**What the task asks**
Beginning at the line that contains "Objective — for the neck", transcribe the remaining lines of the listing exactly; include the final line and omit everything before.

** start Records for the task **

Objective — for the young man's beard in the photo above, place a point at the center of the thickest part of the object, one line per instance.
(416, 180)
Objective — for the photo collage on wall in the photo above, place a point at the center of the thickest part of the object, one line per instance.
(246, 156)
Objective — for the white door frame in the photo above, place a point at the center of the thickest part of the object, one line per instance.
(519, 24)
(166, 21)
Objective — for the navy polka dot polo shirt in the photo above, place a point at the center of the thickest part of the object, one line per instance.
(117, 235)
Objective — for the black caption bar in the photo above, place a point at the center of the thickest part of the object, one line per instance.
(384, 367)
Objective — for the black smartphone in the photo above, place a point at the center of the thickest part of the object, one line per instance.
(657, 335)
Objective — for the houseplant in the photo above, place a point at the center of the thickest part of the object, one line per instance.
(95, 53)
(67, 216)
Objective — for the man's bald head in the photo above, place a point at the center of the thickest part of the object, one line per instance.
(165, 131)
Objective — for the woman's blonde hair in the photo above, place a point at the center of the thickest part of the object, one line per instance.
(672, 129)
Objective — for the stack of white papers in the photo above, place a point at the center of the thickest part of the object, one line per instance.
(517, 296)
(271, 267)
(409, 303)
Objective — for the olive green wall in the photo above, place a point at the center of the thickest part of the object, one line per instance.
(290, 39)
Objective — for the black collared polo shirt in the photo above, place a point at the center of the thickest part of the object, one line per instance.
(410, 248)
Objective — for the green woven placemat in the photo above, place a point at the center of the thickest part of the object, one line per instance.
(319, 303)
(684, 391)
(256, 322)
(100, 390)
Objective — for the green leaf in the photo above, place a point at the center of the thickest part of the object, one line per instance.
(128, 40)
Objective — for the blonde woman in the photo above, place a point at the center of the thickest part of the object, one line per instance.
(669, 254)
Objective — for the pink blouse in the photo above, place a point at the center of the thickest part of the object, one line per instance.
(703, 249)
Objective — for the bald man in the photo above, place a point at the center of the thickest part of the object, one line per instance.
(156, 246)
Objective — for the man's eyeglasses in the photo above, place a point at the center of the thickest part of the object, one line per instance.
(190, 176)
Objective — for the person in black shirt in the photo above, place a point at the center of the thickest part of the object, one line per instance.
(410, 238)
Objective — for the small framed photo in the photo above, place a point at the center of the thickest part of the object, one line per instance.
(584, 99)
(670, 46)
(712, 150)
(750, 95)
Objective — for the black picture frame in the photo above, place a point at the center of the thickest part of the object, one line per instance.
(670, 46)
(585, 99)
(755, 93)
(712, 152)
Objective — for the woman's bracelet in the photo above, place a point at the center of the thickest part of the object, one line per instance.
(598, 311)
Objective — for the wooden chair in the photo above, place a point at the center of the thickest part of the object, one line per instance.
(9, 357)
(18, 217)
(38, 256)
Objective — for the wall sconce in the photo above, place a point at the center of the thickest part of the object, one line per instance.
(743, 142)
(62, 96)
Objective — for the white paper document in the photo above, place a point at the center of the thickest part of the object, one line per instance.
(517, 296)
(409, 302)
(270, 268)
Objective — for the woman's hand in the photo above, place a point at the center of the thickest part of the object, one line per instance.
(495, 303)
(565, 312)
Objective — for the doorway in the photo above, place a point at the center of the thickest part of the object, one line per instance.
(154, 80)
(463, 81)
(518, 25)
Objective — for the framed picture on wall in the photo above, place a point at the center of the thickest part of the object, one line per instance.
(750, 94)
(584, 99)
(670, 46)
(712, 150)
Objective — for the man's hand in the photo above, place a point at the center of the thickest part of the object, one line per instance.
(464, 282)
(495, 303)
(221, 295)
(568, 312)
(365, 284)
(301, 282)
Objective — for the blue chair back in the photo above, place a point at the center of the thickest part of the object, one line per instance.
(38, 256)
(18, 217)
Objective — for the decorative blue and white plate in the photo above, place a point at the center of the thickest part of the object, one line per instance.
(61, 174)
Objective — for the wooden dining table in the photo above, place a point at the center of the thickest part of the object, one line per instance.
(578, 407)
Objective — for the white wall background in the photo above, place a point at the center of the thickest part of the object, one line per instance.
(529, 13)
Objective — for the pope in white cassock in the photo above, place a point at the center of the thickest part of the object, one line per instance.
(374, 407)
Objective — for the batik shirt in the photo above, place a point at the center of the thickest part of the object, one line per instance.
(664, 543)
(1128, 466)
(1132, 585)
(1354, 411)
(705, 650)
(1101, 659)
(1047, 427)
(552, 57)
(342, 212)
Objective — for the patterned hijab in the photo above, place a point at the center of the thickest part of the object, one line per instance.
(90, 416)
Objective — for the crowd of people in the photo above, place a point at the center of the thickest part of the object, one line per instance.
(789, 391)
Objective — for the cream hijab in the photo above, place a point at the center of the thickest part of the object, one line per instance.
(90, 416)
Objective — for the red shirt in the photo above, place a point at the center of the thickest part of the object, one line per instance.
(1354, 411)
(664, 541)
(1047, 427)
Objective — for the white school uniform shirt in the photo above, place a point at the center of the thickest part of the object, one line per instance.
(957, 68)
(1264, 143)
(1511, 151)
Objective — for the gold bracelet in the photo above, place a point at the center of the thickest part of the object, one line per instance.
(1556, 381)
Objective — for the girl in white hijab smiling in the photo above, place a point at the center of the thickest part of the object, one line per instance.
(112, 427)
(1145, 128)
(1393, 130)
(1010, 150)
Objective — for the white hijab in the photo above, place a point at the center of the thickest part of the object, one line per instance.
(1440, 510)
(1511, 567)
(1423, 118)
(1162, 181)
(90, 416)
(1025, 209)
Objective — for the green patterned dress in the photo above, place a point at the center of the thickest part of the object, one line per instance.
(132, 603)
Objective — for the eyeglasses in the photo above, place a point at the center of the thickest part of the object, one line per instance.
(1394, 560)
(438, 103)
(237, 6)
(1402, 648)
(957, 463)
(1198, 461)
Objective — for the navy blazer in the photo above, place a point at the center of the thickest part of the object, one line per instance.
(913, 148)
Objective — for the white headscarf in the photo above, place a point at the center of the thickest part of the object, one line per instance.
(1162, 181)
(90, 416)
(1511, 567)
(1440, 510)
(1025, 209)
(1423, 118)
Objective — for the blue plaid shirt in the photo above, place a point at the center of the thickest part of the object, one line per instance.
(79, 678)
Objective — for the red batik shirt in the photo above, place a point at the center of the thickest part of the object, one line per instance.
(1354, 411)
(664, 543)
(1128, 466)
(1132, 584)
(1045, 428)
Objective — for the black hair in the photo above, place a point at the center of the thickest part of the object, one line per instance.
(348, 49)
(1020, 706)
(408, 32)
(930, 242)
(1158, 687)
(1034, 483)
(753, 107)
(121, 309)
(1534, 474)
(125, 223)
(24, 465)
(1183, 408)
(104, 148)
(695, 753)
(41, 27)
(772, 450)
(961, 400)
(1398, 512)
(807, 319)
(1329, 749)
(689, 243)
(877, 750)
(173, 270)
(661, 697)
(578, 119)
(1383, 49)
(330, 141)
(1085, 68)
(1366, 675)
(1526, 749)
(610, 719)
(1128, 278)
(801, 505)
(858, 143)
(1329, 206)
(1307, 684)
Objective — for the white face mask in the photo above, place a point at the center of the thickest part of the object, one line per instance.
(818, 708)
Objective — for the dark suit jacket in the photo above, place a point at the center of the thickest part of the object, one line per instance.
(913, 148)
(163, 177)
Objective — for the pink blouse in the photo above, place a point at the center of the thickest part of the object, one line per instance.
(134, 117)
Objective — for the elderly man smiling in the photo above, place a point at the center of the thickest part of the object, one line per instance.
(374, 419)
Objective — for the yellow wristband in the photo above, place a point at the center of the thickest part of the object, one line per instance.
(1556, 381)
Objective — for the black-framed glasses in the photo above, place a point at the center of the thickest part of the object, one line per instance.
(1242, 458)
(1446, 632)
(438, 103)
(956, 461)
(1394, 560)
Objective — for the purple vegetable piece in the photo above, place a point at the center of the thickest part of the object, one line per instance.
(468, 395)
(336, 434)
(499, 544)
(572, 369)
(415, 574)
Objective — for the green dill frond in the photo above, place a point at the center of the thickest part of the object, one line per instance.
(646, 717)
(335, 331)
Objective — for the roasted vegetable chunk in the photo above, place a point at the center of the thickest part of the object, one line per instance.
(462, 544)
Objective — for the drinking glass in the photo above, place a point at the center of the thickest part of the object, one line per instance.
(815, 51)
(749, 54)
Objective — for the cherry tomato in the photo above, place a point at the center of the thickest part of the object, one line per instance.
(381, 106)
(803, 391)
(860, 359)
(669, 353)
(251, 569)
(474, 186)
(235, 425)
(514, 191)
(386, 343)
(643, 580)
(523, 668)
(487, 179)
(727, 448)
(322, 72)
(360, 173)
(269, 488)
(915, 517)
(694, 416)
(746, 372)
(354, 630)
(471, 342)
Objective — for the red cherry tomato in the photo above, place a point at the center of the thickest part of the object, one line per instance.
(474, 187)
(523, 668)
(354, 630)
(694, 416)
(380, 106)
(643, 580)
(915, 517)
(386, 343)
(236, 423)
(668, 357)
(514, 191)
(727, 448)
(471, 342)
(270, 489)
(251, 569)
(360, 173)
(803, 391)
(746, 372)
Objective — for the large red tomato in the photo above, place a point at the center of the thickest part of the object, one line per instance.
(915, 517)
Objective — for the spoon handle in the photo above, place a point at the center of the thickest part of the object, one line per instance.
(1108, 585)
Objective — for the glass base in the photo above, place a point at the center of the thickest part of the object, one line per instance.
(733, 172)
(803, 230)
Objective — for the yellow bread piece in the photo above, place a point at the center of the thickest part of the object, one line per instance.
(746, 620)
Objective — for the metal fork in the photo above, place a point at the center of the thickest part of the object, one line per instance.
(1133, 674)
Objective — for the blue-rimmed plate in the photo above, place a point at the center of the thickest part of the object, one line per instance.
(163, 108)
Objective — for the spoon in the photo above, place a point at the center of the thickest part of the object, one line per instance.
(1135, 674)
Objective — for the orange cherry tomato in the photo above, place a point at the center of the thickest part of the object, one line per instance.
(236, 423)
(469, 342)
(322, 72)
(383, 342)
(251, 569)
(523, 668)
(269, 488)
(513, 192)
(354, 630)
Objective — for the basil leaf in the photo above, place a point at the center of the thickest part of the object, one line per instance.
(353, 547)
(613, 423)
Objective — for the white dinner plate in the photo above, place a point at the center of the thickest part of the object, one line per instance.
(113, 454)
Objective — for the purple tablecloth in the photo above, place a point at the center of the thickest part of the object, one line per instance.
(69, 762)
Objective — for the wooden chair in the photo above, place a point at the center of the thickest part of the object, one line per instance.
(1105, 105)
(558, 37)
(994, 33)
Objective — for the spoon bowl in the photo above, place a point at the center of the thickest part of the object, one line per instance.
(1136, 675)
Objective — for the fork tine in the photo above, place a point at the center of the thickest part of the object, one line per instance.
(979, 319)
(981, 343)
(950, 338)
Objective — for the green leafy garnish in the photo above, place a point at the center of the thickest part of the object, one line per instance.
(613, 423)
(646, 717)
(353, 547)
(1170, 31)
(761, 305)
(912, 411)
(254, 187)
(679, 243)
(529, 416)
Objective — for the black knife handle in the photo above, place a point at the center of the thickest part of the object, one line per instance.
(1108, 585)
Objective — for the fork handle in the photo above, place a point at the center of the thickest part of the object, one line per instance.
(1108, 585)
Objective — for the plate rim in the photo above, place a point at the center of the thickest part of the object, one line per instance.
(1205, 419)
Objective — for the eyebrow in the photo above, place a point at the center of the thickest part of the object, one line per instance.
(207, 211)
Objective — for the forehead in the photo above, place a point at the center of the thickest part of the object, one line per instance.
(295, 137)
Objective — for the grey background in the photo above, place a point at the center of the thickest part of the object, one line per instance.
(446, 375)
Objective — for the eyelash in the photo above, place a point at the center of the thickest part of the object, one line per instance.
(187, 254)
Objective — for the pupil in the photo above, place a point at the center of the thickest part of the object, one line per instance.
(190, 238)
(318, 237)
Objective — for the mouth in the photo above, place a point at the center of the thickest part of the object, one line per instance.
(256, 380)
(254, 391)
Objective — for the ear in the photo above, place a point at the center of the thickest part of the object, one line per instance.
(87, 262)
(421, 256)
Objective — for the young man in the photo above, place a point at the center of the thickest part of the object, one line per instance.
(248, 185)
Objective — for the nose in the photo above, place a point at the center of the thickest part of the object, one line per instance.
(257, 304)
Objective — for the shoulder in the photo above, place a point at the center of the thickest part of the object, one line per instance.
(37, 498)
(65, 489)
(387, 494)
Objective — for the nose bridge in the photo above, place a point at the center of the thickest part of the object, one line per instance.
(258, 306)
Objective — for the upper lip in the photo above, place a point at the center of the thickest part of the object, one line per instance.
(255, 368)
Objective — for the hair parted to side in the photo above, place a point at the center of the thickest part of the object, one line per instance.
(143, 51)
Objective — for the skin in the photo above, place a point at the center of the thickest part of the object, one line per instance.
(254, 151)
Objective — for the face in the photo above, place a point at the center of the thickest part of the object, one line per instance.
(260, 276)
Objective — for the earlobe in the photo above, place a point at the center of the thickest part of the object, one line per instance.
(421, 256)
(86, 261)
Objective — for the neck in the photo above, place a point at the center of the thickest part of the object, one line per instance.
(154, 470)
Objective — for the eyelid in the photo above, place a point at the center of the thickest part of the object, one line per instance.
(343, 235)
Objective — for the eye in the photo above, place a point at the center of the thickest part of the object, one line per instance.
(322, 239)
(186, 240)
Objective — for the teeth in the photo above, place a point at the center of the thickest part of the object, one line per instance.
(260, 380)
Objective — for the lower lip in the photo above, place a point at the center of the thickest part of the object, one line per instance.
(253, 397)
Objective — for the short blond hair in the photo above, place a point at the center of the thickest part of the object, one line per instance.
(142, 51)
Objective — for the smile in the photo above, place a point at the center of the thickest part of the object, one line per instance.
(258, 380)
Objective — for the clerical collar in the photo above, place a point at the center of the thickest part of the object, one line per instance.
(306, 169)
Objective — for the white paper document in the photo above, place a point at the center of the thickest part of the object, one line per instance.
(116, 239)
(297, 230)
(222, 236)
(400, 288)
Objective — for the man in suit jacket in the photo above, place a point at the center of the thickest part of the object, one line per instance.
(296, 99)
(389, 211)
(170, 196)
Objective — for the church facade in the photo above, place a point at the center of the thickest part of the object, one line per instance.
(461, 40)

** end Records for the task **

**Result**
Objective — for the neck in the photo above, place a point at the center of the thickest part of the object, one line per instance.
(154, 470)
Objective — for the eyelid in the photo above, place a point at the center of the thickest part of the object, one line per instance.
(343, 235)
Objective — for the eye in the photo above, place a point at the center of the thickest part of the object, one line per instance.
(322, 239)
(186, 240)
Objective — for the teeth in the photo above, place a point at the center of the thickest part of the object, one line per instance.
(260, 380)
Objective — for the lower lip in the photo above, place a point at the center of the thickest part of the object, one line per instance.
(253, 397)
Objective — for the short blond hair in the photo above, place a point at the center of the thickest part of the object, one line per instance.
(142, 51)
Objective — for the smile in the photo above, place a point at the center of the thickest part of the object, one line per instance.
(258, 380)
Objective — for the clerical collar in the photo above, place a point at the center of the thickest part of the object, one line per instance.
(306, 169)
Objective — for the white paper document in the photo above, place a point at the center of the thickest part of the object, one line per instance.
(116, 239)
(297, 230)
(222, 236)
(400, 288)
Objective — for the man in suit jacket in the photo above, place a point at the center of the thickest part of the object, one line per instance.
(296, 99)
(389, 211)
(170, 196)
Objective — for the church facade in the photo above, place a point at the center of the thickest part of the object, one line per instance.
(461, 40)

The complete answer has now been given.